■ **WHAT IS BEING ASKED**: Would you repeat each line below precisely as it stands?

★ ★ ★ ★

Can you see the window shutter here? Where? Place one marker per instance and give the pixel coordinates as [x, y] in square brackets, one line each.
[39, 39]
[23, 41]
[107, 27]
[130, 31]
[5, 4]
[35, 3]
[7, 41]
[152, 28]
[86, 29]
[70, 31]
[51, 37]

★ ★ ★ ★

■ **SOLUTION TO THE PROBLEM**:
Can you see the window shutter here? Where? Place one marker per instance and give the pixel coordinates as [x, y] in square brackets, one line each.
[39, 39]
[23, 41]
[107, 27]
[130, 31]
[5, 4]
[35, 3]
[7, 41]
[152, 28]
[86, 29]
[70, 31]
[51, 37]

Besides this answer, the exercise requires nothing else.